(Beginning of TEXT UNDER STUDY)

CLI billing self-test — localharness credits [--as <me>] (wallet $LH /
per-call meter / session) and localharness topup [--as <me>] (claim the daily
$LH allowance + deposit it into the per-request meter, sponsored). The end-to-end
billing check any agent can run as a real user: topup → call → credits.
rustlite: for i in a..b { … } loops. Desugared (no codegen change) to a
loop with the increment at the TOP and v pre-decremented, so continue stays
correct; bounds evaluated once. Range token .. added. Render-verified at runtime.
First integration test (tests/tool_hook_policy.rs, 5 tests) — exercises the
tool + hook + policy pipeline TOGETHER through the public API (the layer the
backend loop actually runs): policy precedence (specific-deny > wildcard-allow)

(End of TEXT UNDER STUDY)

→ **ASSIGNMENT 1**: In the excerpt, which file contains the first integration test?
→ **ASSIGNMENT 2**: Please transcribe the stretch of the excerpt from "rustlite: for i" through "Render-verified at runtime.".
The listing is separate material, apart from the excerpt.

(Beginning of EXCERPTED RECORDS)

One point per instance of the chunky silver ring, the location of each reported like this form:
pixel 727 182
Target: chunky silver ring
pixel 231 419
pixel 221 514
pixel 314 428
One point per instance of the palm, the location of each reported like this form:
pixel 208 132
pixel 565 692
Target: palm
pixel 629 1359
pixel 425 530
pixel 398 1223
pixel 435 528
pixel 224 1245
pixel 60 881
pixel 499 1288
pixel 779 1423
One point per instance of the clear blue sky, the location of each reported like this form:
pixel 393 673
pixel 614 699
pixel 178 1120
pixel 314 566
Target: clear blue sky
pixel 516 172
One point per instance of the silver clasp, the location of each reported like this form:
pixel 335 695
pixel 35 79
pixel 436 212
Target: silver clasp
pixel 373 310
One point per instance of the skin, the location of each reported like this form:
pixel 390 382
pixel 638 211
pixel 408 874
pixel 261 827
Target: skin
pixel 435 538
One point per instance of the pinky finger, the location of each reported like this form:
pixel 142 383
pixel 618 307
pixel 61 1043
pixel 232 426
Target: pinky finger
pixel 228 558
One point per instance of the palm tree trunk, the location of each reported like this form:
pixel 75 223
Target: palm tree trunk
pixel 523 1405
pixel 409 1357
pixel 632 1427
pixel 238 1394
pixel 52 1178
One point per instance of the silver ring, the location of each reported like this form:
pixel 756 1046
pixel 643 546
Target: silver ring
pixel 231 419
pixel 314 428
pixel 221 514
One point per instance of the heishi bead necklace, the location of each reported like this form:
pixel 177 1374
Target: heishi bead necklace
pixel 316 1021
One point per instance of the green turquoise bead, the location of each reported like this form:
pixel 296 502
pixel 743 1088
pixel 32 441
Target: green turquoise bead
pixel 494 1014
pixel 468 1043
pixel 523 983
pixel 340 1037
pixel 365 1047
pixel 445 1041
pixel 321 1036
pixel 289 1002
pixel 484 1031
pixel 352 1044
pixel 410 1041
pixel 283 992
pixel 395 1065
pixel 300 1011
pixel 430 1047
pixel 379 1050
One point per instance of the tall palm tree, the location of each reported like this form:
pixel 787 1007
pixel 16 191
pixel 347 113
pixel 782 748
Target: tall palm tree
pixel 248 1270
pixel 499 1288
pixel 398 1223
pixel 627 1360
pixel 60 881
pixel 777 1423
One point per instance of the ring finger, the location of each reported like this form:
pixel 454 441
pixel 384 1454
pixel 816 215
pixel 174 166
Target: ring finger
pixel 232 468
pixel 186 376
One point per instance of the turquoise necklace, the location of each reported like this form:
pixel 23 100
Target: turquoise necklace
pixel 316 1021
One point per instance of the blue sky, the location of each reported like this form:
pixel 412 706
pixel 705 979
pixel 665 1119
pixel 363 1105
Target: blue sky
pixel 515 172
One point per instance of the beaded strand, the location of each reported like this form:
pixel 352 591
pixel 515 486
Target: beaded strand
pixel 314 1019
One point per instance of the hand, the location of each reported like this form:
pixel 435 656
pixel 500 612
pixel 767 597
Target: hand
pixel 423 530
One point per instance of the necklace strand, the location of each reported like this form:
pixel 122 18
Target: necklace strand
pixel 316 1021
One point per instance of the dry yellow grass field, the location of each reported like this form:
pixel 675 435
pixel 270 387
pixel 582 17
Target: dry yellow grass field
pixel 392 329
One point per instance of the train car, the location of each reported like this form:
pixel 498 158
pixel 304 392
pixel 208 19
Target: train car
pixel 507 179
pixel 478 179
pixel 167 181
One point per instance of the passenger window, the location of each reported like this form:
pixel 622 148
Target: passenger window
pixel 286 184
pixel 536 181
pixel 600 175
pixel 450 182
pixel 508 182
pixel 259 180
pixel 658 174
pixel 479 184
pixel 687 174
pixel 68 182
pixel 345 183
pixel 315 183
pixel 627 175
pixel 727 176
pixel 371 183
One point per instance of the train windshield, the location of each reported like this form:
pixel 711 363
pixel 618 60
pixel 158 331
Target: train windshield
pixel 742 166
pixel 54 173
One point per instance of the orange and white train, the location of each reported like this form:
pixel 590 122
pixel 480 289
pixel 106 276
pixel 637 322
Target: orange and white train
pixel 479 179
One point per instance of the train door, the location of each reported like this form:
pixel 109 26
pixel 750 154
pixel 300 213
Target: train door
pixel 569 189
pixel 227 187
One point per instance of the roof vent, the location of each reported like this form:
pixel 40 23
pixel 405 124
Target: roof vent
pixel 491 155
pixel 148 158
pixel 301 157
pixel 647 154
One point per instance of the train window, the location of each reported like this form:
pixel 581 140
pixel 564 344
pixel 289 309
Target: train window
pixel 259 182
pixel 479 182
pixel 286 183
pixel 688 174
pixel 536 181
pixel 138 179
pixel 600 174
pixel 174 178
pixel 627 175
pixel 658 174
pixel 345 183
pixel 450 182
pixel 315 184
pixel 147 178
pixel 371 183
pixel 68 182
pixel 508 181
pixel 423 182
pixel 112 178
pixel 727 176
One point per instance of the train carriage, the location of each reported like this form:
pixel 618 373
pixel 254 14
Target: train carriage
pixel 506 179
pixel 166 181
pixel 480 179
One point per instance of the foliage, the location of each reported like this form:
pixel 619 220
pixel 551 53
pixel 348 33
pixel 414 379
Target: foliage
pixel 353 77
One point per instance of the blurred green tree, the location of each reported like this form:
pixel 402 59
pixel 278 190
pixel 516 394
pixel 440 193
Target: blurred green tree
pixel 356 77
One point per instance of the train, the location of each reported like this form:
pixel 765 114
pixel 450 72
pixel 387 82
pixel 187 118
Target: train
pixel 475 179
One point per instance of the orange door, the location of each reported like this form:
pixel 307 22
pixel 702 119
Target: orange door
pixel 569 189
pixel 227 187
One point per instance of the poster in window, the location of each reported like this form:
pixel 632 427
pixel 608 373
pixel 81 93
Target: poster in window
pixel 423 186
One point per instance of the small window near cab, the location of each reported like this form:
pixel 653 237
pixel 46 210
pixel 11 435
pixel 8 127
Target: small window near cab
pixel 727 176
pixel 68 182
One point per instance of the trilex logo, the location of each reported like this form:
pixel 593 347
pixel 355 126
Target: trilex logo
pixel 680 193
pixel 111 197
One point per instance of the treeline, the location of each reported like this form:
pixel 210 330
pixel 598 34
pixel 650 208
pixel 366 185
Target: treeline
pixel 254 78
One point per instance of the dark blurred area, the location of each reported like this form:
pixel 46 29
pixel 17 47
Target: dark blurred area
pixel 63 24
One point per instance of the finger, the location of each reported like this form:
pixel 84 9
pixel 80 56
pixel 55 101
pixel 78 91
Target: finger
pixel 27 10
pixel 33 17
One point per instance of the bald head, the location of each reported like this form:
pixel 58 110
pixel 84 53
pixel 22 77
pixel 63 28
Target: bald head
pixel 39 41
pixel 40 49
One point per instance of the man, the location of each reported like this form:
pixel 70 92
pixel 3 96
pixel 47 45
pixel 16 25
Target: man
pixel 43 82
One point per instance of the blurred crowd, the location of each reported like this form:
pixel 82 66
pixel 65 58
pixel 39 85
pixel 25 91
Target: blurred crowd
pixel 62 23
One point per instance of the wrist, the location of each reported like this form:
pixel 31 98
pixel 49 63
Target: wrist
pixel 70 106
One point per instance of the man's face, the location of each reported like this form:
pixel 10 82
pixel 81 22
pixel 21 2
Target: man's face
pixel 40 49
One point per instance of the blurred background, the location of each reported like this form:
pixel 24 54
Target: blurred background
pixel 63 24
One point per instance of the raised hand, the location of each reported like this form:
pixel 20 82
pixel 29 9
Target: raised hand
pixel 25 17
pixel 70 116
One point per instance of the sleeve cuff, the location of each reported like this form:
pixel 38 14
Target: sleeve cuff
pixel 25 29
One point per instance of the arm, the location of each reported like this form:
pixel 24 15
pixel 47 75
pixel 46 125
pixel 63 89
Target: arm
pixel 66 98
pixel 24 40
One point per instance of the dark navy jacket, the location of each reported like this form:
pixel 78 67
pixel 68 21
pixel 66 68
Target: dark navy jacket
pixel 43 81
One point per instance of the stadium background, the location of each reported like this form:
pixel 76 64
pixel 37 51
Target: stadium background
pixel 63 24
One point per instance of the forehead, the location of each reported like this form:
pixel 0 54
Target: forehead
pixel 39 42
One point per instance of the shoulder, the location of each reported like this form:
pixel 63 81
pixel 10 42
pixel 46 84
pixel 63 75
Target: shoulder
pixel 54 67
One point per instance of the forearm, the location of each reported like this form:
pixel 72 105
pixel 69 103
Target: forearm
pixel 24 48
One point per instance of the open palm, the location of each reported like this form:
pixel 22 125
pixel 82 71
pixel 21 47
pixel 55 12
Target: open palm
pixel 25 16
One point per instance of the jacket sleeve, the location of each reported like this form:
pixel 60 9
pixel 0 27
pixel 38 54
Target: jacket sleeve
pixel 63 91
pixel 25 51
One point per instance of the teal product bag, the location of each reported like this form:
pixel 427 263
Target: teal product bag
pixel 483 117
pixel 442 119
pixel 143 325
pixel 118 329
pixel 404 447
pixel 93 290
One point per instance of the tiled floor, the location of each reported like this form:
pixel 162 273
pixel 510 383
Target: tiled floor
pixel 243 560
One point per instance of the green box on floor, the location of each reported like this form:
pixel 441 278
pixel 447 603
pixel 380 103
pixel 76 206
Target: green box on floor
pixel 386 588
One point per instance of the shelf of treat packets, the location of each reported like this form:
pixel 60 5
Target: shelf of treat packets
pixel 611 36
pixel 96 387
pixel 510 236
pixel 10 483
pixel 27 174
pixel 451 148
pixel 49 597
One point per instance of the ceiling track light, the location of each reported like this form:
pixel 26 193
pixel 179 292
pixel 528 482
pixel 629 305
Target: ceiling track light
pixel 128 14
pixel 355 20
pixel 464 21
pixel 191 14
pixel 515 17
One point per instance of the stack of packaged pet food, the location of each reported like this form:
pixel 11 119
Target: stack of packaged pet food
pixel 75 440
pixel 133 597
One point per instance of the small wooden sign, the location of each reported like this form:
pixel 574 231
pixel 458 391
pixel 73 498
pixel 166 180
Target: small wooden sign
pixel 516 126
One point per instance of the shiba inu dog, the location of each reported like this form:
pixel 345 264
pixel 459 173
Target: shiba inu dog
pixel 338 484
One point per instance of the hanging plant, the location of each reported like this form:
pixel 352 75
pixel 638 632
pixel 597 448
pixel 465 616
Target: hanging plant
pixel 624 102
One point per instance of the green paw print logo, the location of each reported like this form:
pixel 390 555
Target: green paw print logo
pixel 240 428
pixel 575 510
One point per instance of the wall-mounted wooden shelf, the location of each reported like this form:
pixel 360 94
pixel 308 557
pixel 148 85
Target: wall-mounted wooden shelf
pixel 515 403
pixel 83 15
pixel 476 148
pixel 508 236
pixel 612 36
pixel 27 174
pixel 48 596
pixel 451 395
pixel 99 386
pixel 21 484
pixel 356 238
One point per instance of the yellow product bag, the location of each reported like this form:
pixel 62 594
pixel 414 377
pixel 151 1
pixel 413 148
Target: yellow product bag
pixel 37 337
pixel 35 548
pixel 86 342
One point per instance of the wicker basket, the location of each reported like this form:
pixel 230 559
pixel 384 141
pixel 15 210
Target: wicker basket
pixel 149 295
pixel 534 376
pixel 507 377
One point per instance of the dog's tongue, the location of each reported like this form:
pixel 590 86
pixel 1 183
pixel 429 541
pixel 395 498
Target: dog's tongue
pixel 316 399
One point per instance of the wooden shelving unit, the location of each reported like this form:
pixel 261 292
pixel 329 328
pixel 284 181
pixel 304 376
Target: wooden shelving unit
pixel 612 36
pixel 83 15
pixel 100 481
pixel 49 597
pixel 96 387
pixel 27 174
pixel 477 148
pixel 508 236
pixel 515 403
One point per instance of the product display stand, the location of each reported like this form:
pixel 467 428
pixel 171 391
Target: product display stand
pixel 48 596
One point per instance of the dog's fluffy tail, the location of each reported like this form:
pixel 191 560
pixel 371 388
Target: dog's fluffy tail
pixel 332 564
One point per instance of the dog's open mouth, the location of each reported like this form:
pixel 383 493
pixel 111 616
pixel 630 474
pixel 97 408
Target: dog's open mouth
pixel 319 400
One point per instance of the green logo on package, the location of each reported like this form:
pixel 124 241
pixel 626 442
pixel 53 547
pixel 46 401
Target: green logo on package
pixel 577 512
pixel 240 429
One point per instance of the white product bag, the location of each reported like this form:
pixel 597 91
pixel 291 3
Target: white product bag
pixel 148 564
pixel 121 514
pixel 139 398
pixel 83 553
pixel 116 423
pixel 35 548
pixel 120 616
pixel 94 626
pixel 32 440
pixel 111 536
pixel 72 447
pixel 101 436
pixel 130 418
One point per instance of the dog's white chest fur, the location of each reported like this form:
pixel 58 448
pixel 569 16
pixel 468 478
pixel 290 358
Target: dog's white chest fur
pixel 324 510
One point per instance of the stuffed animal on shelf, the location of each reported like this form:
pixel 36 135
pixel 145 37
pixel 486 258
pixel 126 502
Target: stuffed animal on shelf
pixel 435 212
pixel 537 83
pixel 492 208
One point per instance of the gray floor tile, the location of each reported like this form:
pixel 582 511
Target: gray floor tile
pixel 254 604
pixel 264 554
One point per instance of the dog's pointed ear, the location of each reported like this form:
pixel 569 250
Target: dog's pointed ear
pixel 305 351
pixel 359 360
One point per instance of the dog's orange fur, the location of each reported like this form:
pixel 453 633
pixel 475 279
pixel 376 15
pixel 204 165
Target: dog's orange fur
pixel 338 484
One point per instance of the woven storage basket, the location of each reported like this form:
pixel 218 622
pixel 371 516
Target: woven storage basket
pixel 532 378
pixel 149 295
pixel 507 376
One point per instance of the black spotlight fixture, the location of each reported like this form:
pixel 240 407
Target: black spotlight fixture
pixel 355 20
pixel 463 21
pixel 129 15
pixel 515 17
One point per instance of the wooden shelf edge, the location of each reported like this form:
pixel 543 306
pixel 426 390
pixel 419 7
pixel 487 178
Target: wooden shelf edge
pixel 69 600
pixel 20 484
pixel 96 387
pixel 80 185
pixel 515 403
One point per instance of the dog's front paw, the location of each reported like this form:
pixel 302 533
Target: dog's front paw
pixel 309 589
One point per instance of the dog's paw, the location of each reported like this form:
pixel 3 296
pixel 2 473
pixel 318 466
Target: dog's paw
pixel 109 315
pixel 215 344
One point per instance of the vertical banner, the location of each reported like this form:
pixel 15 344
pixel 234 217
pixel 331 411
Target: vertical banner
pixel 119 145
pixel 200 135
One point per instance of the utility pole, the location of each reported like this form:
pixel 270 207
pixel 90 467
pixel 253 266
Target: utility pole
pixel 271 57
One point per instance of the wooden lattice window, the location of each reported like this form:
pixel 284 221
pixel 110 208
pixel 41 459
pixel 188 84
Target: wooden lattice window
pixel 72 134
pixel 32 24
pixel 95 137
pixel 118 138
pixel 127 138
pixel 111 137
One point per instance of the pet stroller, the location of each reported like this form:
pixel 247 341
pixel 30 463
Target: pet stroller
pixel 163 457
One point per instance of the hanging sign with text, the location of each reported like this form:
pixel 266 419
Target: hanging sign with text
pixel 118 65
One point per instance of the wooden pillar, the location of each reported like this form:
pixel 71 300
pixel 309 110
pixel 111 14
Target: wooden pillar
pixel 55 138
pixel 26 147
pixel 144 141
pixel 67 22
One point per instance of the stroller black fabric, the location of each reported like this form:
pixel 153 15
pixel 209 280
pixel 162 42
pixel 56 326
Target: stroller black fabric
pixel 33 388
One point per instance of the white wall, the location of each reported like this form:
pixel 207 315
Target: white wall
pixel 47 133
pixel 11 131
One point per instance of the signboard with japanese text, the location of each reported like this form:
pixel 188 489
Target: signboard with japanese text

(End of EXCERPTED RECORDS)

→ **ANSWER AREA 1**: tests/tool_hook_policy.rs

→ **ANSWER AREA 2**:
rustlite: for i in a..b { … } loops. Desugared (no codegen change) to a
loop with the increment at the TOP and v pre-decremented, so continue stays
correct; bounds evaluated once. Range token .. added. Render-verified at runtime.